▸ WORK ORDER
Once you find the line with "Target: person's raised arm" in the entries below, return exactly every line from it through the line with "[locate] green tree".

▸ DATA PROVIDED
════════

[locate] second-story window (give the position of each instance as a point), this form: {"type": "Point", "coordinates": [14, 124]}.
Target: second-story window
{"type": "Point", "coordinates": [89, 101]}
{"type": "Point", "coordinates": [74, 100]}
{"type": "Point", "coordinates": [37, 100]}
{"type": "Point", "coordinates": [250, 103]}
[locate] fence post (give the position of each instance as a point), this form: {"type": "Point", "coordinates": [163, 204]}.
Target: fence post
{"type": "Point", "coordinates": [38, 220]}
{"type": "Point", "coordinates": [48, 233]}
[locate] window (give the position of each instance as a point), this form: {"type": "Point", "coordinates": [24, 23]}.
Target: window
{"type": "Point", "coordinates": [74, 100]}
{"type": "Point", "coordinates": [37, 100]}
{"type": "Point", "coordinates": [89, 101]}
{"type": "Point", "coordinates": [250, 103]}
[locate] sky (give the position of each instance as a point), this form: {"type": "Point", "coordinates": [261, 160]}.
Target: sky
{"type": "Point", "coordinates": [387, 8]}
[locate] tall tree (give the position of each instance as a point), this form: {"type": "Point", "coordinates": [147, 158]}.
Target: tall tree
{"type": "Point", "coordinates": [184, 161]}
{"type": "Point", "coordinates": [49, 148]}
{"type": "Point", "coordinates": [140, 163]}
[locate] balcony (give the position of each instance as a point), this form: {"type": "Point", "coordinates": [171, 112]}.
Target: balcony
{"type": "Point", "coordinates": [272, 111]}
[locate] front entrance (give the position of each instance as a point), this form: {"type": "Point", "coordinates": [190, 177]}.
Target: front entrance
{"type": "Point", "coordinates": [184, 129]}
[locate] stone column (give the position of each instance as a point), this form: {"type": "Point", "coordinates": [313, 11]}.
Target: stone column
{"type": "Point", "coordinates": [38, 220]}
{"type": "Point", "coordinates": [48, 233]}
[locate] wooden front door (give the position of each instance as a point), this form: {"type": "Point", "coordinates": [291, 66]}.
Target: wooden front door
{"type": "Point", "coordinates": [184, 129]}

════════

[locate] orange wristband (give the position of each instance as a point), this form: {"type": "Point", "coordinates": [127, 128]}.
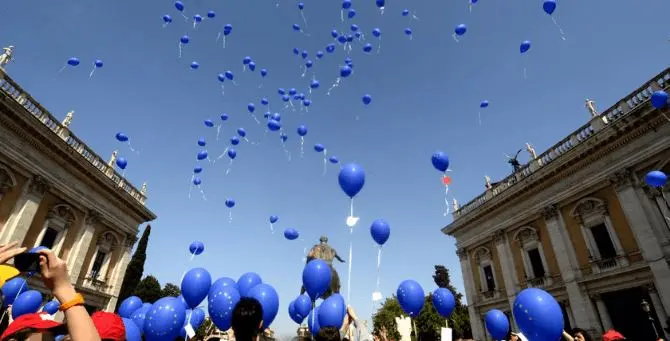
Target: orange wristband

════════

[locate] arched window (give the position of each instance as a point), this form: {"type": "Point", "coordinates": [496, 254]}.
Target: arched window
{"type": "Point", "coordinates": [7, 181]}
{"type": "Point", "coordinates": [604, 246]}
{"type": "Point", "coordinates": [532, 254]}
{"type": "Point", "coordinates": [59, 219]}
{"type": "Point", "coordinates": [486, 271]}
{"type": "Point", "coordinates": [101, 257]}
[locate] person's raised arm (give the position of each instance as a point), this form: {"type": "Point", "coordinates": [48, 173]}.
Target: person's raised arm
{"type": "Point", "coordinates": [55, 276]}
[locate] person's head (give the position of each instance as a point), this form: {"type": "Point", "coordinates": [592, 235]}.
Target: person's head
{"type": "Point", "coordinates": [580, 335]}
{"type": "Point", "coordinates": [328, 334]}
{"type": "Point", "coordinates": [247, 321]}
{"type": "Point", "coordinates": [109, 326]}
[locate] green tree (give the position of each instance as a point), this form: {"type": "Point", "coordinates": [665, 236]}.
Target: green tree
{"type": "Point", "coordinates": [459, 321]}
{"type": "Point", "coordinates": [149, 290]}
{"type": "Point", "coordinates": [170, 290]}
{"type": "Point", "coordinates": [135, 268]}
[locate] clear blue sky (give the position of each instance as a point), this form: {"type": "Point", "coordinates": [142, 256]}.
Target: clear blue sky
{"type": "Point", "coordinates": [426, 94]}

════════

▸ RESULT FOR THIS EXERCISE
Target: person's raised arm
{"type": "Point", "coordinates": [55, 276]}
[locate] person's head (give the position of each instance as a point), this form: {"type": "Point", "coordinates": [592, 235]}.
Target: person's head
{"type": "Point", "coordinates": [580, 335]}
{"type": "Point", "coordinates": [328, 334]}
{"type": "Point", "coordinates": [247, 321]}
{"type": "Point", "coordinates": [109, 326]}
[locate] green tree (give the position of each instance as a point), this form: {"type": "Point", "coordinates": [665, 236]}.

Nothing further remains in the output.